» **Data records**:
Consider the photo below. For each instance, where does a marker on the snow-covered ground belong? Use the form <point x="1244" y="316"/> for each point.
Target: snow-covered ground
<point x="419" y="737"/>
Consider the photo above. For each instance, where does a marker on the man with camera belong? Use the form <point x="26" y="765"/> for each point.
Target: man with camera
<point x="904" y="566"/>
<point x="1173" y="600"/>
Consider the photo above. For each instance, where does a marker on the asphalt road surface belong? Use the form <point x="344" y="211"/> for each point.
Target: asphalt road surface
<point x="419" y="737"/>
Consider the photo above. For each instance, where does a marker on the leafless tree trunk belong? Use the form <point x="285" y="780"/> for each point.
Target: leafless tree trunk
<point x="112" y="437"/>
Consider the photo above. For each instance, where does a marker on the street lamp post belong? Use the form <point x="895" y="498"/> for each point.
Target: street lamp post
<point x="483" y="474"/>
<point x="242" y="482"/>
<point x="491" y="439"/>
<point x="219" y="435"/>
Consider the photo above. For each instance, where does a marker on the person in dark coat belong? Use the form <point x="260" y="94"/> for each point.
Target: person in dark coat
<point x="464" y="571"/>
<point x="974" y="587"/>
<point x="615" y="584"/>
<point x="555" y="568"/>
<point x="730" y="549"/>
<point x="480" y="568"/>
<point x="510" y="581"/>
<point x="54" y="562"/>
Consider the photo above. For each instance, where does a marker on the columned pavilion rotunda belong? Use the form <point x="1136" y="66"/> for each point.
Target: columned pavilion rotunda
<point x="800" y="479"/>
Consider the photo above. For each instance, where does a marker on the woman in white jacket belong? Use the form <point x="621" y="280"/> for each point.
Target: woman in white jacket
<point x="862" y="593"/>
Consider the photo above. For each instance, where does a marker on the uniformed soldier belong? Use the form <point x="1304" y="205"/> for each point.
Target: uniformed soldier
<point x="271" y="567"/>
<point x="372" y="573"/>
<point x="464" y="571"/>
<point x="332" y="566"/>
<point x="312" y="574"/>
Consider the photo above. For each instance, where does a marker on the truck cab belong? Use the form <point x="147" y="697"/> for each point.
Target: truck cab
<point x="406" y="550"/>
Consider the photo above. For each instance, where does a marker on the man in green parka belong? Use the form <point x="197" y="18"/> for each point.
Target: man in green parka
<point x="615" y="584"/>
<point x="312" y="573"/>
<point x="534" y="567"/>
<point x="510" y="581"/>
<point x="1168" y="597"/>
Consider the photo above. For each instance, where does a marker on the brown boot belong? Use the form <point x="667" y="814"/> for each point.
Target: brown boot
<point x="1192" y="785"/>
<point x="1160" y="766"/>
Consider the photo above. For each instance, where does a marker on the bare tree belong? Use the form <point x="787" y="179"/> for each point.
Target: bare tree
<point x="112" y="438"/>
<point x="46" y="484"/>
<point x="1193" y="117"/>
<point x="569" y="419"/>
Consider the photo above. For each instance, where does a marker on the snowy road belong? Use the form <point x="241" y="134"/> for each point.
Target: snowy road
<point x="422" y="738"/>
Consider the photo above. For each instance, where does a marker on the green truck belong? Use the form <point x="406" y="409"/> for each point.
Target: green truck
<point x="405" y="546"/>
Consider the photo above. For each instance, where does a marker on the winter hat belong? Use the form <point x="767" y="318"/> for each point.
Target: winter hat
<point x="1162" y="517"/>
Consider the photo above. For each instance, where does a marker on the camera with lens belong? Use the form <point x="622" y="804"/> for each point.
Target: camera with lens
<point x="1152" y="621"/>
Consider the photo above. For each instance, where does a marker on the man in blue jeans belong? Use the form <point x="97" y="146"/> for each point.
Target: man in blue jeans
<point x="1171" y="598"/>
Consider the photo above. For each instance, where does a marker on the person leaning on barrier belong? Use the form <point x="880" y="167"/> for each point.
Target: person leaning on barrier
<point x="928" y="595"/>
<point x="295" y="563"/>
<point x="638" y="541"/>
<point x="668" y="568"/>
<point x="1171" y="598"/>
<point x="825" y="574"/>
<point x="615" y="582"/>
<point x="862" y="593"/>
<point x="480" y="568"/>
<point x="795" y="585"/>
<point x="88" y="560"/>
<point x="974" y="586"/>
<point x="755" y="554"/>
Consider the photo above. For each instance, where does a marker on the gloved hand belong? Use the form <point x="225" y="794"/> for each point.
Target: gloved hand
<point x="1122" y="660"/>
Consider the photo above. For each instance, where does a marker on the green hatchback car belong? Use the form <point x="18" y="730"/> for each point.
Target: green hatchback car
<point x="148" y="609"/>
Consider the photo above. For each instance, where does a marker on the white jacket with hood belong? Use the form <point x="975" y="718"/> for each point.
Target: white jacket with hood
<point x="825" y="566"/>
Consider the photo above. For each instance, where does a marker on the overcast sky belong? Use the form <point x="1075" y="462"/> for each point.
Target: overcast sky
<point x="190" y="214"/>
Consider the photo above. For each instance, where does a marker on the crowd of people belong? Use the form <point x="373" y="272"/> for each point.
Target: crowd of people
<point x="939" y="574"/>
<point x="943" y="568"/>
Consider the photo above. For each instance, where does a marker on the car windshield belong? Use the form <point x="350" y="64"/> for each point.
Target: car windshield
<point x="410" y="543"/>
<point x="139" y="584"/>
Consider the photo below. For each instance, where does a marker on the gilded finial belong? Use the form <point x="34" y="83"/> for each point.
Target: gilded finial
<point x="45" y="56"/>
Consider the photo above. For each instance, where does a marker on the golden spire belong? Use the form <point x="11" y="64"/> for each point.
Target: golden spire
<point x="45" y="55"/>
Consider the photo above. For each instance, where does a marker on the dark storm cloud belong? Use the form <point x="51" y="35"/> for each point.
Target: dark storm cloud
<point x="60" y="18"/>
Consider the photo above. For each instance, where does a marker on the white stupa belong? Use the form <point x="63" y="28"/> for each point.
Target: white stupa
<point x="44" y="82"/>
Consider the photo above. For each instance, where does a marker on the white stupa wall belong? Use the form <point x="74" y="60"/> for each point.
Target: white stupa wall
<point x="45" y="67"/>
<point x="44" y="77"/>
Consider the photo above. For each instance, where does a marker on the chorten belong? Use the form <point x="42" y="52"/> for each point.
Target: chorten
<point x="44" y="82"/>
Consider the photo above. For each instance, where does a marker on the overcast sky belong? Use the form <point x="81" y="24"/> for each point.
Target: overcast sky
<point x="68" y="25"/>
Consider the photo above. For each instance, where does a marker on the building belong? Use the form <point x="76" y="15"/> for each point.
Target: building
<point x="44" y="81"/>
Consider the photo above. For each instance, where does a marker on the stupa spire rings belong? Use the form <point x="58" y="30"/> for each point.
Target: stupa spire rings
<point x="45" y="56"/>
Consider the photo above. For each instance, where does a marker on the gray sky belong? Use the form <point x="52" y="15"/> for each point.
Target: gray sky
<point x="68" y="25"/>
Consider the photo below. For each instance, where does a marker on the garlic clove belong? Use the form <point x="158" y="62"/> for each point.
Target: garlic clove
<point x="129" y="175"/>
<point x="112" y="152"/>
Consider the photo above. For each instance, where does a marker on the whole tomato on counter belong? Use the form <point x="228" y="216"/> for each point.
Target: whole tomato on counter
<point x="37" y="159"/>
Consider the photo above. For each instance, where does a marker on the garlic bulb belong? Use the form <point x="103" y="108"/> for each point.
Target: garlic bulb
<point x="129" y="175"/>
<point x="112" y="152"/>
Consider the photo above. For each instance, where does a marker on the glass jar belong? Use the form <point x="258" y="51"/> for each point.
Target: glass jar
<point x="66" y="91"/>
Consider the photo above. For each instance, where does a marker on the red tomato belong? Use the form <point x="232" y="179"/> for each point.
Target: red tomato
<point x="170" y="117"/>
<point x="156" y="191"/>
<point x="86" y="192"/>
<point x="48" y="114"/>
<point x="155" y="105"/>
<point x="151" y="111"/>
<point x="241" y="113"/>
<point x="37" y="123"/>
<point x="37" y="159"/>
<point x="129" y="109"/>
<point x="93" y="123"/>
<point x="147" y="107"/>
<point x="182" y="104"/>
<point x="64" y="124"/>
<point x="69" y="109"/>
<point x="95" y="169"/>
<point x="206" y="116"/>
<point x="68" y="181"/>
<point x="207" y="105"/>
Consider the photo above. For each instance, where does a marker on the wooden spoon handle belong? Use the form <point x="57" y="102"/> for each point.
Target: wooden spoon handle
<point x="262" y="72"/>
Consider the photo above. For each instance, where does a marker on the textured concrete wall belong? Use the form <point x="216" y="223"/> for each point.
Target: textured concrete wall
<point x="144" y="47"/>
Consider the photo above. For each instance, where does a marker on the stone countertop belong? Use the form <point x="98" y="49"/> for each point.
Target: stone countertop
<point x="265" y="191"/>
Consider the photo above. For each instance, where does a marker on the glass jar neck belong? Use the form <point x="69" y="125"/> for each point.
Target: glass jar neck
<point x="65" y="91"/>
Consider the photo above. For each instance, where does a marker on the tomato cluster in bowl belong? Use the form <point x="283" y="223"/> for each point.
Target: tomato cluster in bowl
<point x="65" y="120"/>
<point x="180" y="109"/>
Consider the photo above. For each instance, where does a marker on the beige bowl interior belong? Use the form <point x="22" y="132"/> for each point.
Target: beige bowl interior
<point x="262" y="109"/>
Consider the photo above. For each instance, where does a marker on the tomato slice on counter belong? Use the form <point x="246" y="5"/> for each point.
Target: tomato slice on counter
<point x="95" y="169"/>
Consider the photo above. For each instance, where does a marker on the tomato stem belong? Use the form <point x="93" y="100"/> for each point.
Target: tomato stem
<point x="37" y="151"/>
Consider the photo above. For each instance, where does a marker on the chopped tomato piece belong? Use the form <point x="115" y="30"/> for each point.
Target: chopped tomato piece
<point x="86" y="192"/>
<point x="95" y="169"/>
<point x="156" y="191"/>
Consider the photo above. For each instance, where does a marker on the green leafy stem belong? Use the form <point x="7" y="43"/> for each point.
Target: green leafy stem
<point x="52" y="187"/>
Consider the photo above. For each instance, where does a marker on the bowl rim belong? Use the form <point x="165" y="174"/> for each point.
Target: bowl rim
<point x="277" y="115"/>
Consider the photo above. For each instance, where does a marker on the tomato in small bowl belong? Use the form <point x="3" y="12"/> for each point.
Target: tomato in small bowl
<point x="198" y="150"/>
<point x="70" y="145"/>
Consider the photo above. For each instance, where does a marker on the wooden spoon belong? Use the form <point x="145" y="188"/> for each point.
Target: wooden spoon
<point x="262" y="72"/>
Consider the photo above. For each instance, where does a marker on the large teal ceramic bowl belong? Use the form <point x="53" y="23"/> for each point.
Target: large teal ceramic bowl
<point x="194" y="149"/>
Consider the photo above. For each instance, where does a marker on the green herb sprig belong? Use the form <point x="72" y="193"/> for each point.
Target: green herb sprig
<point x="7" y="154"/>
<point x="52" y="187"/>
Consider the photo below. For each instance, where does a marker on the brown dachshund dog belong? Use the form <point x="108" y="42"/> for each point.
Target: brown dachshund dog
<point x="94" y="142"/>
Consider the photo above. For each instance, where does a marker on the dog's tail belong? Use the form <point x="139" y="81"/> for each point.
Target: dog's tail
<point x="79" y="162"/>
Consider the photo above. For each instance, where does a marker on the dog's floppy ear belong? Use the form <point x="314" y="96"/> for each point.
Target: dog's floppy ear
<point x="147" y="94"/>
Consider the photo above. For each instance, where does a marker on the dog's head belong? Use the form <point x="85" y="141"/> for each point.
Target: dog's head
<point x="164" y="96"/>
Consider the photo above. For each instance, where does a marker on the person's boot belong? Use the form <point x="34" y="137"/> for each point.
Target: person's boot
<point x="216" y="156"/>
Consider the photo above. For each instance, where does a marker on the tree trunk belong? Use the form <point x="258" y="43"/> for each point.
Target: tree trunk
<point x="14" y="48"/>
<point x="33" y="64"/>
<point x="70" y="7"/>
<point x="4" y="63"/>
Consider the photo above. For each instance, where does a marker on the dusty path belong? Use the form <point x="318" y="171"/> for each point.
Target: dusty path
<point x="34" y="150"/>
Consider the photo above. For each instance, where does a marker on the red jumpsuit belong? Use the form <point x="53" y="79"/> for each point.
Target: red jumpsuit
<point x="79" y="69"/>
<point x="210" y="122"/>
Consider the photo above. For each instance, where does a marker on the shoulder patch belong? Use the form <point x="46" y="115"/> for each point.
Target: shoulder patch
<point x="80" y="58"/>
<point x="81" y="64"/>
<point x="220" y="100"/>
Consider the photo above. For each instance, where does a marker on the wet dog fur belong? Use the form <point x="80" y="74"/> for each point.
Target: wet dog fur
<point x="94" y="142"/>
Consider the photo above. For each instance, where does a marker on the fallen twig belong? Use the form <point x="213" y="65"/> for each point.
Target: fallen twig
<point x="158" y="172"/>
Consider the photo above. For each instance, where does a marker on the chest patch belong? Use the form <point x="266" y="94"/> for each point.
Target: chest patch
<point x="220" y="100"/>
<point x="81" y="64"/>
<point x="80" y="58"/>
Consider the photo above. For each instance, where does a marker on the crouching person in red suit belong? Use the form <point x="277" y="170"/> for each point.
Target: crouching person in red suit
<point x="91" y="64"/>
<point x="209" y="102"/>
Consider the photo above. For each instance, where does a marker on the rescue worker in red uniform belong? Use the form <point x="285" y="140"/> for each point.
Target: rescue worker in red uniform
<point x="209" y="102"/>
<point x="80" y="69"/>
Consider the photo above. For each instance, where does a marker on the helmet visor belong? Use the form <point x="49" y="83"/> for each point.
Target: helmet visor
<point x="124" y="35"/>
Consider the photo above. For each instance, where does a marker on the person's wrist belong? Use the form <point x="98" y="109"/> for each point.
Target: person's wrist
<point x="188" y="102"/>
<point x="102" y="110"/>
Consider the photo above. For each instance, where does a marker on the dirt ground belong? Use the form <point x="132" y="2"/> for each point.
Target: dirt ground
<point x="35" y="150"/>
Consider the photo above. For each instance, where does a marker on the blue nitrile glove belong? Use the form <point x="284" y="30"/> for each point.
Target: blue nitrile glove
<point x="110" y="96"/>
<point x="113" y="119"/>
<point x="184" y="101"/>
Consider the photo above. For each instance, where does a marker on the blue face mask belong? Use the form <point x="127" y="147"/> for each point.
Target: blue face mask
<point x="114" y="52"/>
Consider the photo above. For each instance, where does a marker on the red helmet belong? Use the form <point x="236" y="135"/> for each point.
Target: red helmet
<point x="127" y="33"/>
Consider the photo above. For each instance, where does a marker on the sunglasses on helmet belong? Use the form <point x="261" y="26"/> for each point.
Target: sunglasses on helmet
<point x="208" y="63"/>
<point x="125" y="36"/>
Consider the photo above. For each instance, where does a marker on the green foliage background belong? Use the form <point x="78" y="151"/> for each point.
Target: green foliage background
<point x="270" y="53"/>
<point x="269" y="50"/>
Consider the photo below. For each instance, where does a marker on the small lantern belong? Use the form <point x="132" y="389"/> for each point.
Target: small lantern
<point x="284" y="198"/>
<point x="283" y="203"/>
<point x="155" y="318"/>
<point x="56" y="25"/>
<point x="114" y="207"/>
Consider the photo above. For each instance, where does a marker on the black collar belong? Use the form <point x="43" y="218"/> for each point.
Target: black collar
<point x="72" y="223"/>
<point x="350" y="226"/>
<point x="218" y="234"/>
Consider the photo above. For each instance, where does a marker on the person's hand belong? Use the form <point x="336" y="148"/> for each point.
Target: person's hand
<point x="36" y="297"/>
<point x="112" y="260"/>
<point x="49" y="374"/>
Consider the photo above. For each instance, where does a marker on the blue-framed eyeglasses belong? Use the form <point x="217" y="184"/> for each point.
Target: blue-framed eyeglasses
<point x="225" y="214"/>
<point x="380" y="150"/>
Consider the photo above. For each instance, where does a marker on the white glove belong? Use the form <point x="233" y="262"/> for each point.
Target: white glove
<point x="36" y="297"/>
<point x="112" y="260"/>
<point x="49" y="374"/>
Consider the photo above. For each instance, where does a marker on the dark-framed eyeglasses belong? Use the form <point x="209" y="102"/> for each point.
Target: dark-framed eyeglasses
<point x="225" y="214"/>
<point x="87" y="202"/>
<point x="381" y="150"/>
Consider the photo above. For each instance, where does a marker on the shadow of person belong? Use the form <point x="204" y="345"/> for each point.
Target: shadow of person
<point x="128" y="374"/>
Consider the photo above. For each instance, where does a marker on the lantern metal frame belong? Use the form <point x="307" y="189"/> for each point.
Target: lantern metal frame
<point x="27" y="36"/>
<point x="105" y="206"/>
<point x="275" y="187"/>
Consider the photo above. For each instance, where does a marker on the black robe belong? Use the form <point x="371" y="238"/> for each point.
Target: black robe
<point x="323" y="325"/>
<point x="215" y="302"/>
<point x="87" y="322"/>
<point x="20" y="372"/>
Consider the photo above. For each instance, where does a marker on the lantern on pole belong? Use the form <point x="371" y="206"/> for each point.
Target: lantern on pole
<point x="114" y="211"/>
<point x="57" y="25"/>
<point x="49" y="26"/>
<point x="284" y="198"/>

» **What you have to do**: Please copy the lines above from the line with "Target: rescue worker in red uniform" up to and including the line with "on the small", exactly as written and with nothing else.

» **Response area**:
Target: rescue worker in red uniform
<point x="209" y="102"/>
<point x="80" y="69"/>
Consider the photo above. For each instance, where does a marker on the helmet visor belong? Use the form <point x="49" y="83"/> for each point.
Target: helmet visor
<point x="124" y="35"/>
Consider the photo above. For each instance, where does a marker on the person's wrist belong? Use the form <point x="98" y="109"/> for each point.
Target: person's wrist
<point x="188" y="102"/>
<point x="102" y="110"/>
Consider the photo above. For each instance, where does a marker on the dirt ground belong? Use the form <point x="132" y="2"/> for each point.
Target: dirt ground
<point x="35" y="150"/>
Consider the photo above. For each instance, where does a marker on the blue nitrile glove belong? Use the form <point x="284" y="30"/> for each point.
Target: blue nitrile glove
<point x="110" y="96"/>
<point x="113" y="119"/>
<point x="184" y="101"/>
Consider the photo above. For each instance, where does a marker on the blue face mask belong? Use the form <point x="127" y="147"/> for each point.
Target: blue face mask
<point x="114" y="52"/>
Consider the photo above. For each instance, where does a marker on the red helmet belong? Use the form <point x="236" y="135"/> for each point.
Target: red helmet
<point x="127" y="33"/>
Consider the photo above. For each instance, where does a marker on the sunglasses on helmet belong? Use the form <point x="261" y="26"/> for each point.
Target: sunglasses on helmet
<point x="208" y="63"/>
<point x="125" y="36"/>
Consider the photo above. For each instance, where does a marker on the green foliage background belong? Use the form <point x="78" y="151"/> for each point.
Target: green foliage background
<point x="270" y="53"/>
<point x="269" y="50"/>
Consider the photo below. For each instance, where does a marker on the small lantern belong? Use the form <point x="132" y="389"/> for each point.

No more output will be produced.